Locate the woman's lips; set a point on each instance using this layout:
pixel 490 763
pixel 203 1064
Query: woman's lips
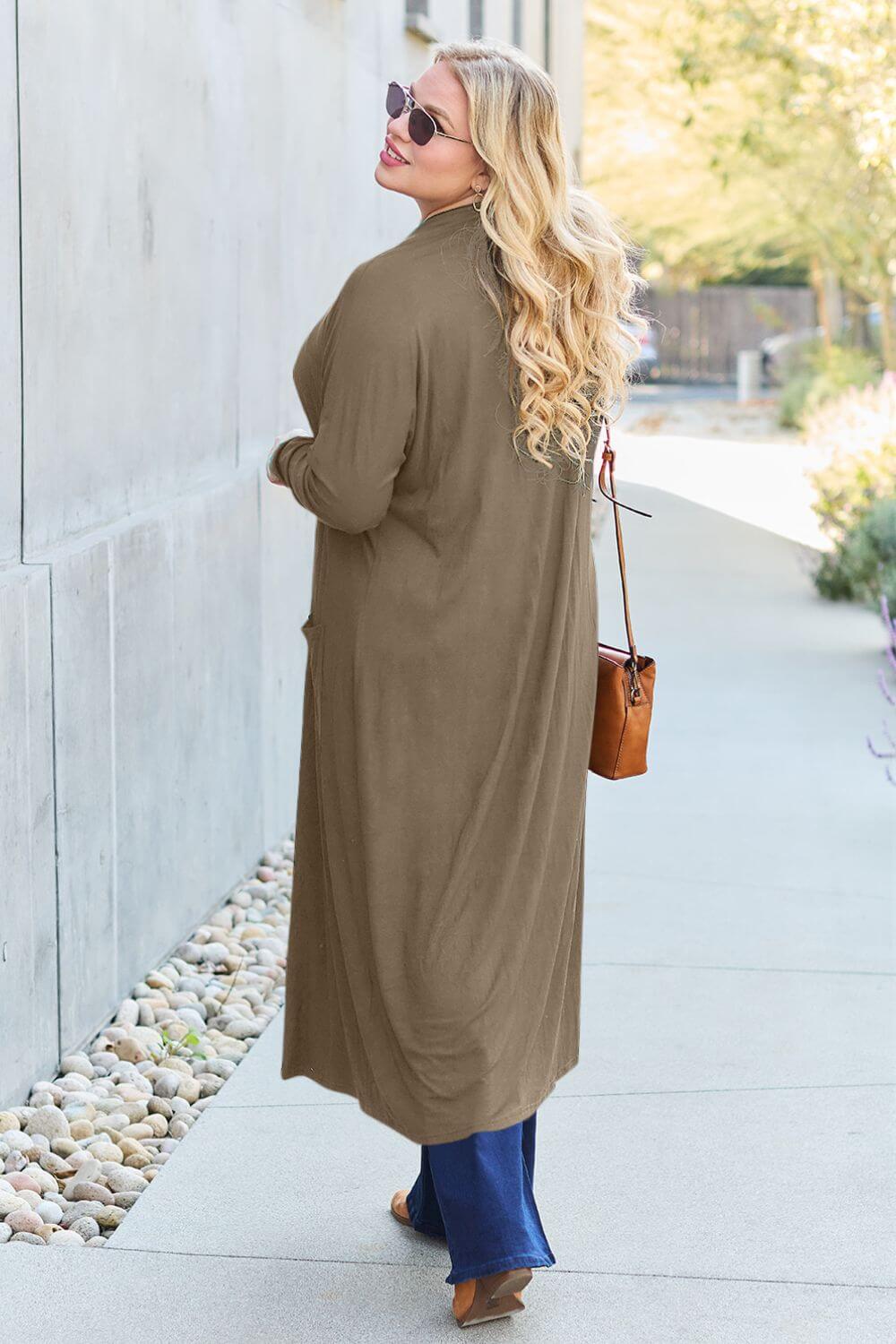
pixel 386 158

────────

Work to be completed
Each entry above should be printed again word for word, with any picture dropped.

Your response
Locate the woman's lips; set a point on each instance using this layout:
pixel 490 763
pixel 203 1064
Query: woman's lips
pixel 386 158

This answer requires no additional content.